__SHORT TASK__. Quote the lines of the records below exactly as they appear, starting at the line that contains "Locate the short" and ending at the line that contains "pixel 143 100".
## START PROVIDED DATA
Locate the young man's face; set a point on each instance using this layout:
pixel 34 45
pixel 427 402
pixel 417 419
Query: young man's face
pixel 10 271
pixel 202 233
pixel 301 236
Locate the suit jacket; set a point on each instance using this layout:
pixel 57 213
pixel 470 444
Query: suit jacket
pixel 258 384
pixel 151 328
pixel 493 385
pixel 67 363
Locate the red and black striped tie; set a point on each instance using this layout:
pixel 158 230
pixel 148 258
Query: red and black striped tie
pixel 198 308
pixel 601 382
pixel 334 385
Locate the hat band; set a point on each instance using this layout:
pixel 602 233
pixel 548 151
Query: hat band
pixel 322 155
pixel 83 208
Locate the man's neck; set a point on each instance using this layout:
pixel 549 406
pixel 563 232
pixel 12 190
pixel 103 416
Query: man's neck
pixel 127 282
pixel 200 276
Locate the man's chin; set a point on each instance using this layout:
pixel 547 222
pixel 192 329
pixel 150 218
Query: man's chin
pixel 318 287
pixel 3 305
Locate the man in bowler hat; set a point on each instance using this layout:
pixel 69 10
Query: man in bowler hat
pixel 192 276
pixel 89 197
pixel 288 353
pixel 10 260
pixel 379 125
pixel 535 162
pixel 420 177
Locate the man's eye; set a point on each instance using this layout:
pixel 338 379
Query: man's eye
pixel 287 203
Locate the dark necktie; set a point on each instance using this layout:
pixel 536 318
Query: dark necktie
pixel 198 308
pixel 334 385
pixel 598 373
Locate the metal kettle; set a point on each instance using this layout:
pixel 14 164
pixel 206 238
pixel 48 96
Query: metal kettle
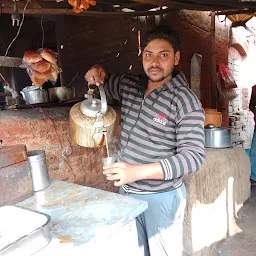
pixel 91 120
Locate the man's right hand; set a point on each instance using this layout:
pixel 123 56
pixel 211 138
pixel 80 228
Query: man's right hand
pixel 95 75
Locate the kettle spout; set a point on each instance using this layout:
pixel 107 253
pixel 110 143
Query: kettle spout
pixel 23 95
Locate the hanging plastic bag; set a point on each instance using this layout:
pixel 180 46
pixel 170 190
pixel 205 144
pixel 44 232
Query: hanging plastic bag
pixel 41 65
pixel 226 78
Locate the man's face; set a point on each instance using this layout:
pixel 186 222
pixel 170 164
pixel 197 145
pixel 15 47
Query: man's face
pixel 159 60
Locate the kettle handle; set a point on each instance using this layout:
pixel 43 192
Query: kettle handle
pixel 104 105
pixel 23 95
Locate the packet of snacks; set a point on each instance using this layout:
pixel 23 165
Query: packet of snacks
pixel 41 65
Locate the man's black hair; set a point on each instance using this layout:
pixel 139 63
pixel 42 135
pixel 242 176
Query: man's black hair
pixel 163 32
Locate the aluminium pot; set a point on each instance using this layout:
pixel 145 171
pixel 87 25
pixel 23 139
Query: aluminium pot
pixel 33 94
pixel 217 137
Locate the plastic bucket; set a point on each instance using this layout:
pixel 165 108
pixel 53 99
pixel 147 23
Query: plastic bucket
pixel 38 168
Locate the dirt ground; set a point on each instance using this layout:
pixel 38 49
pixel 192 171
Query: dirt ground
pixel 244 243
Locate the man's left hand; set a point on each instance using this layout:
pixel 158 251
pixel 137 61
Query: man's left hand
pixel 121 173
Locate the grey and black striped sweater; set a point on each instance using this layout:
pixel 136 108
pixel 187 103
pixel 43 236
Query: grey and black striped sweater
pixel 166 126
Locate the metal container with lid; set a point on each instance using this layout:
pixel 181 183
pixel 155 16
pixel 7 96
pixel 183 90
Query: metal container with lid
pixel 91 120
pixel 217 137
pixel 39 170
pixel 34 94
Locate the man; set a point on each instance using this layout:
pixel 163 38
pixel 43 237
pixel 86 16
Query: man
pixel 162 139
pixel 252 106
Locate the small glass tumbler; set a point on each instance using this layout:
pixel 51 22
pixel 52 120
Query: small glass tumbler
pixel 107 161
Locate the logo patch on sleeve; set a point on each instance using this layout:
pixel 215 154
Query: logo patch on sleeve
pixel 161 119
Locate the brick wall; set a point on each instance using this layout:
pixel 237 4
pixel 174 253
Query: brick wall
pixel 36 132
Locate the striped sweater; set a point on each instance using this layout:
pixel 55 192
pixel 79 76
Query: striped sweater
pixel 166 126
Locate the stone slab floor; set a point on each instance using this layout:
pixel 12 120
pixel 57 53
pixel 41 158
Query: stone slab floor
pixel 244 243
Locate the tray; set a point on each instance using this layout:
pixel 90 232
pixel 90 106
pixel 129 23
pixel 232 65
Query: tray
pixel 23 231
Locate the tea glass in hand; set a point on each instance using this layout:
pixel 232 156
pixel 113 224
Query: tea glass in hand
pixel 107 161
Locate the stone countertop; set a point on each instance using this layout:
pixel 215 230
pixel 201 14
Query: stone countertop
pixel 81 215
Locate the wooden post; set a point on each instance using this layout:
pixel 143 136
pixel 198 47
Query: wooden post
pixel 213 66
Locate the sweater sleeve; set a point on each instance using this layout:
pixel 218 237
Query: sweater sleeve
pixel 252 104
pixel 190 152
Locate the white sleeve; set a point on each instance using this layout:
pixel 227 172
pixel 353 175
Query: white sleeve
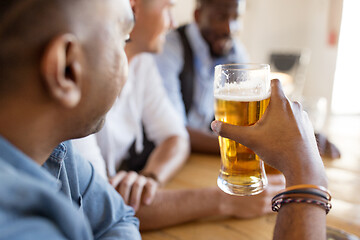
pixel 159 116
pixel 88 148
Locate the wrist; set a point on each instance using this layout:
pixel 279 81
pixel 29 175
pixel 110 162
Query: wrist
pixel 151 175
pixel 306 174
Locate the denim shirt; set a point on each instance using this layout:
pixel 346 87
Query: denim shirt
pixel 170 63
pixel 63 199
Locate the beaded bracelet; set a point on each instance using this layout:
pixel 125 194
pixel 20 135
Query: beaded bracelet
pixel 279 203
pixel 303 193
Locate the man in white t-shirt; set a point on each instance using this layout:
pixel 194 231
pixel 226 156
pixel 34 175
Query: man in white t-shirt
pixel 142 113
pixel 143 104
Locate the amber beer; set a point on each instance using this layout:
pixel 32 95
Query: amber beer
pixel 241 169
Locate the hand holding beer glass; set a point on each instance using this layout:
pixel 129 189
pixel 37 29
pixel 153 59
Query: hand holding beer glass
pixel 242 94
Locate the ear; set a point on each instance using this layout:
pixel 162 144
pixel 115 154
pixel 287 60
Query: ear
pixel 197 13
pixel 61 70
pixel 133 6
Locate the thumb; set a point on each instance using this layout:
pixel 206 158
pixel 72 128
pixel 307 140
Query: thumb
pixel 240 134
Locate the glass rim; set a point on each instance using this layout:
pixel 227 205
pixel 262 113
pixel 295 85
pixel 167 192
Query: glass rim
pixel 253 66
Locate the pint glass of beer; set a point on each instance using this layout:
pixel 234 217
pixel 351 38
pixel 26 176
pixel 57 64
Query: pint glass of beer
pixel 242 94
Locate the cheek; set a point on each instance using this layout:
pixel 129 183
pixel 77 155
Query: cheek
pixel 122 72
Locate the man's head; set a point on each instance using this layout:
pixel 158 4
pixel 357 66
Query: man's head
pixel 63 59
pixel 218 21
pixel 153 20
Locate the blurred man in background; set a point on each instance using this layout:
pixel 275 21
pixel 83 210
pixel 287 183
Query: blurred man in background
pixel 144 102
pixel 187 65
pixel 188 60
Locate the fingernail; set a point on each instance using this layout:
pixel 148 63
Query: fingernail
pixel 215 126
pixel 147 201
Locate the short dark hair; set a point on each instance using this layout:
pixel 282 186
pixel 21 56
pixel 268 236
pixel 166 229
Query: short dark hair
pixel 202 3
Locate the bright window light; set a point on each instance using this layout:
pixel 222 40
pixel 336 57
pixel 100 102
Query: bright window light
pixel 346 93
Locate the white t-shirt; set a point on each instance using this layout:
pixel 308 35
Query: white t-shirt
pixel 143 100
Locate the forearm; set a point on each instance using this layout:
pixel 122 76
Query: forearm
pixel 171 207
pixel 203 142
pixel 303 220
pixel 167 158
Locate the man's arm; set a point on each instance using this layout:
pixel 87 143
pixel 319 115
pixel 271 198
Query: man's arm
pixel 167 158
pixel 203 142
pixel 171 207
pixel 292 150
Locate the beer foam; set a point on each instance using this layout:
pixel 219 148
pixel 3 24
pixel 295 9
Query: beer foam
pixel 234 92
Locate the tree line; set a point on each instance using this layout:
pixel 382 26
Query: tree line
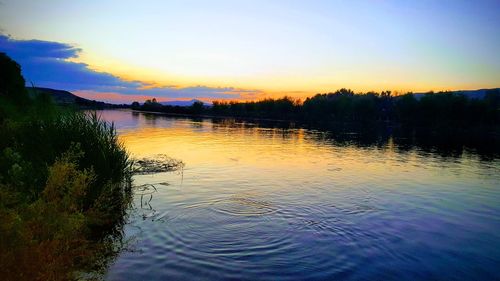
## END PROVIDED DATA
__EXPECTED OUTPUT__.
Locate the short dark hair; set a point on each instance using this layout:
pixel 282 186
pixel 21 56
pixel 268 236
pixel 166 229
Query: short dark hair
pixel 202 3
Locate the bright window light; set a point on each instance using this layout:
pixel 222 40
pixel 336 57
pixel 100 102
Query: bright window light
pixel 346 93
Locate the white t-shirt; set a point on each instance using this layout:
pixel 308 35
Query: white t-shirt
pixel 143 100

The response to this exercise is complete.